(Document segment):
◆ ◆ ◆ ◆ ◆ ◆ ◆

# Splitting up '00 M Roadster & Original Hardtop?



## cerbum (9 mo ago)

Greetings,

Just joined the forum, so be gentle.  Since I don't know the history, and I haven't been able to find anything via search, I'll ask.

I'm the original owner of the car, and I haven't used the hardtop in probably 20 years. It's been kept in the storage bag the entire time. I obviously don't use it.

Do folks regularly sell the hardtops separate from the car? I've got no intentions of selling the car. The hardtop is just taking up space and I figure maybe someone would want it. Original paint on the hardtop.


430Oxford Green Metallic/Oxfordgruen Metallic II - F

Cheers,

-cerbum


----------



## DarenLine (Jul 9, 2018)

This may not be the right place, can you message me if you are still selling it?


----------



## cerbum (9 mo ago)

◆ ◆ ◆ ◆ ◆ ◆ ◆

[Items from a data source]
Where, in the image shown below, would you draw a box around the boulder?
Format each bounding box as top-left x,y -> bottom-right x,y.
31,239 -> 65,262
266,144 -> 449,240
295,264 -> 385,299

◆ ◆ ◆ ◆ ◆ ◆ ◆

(Exercise tasks):
[1] Do these statements agree with the hardtop forum thread? For each, answer yes or no and quote the words that decide it. (a) The poster is the car's original owner. (b) The poster plans to sell the car together with the hardtop. (c) The hardtop has been repainted.
[2] Can you go on with the hardtop forum thread from its final post heading, writing that post?

(Answers per task):
[1]
(a) Yes: "I'm the original owner of the car"
(b) No: "I've got no intentions of selling the car."
(c) No: "Original paint on the hardtop."

[2]
DarenLine said:


> This may not be the right place, can you message me if you are still selling it?


I do want to sell it, but haven't put it up for sale yet. I do have pictures though. 

Unfortunately, I haven't been able to figure out how to direct message you yet. And that's because I need to get 10 posts before I can do it.  You may need the same to be able to reply...don't know.


----------



## DarenLine (Jul 9, 2018)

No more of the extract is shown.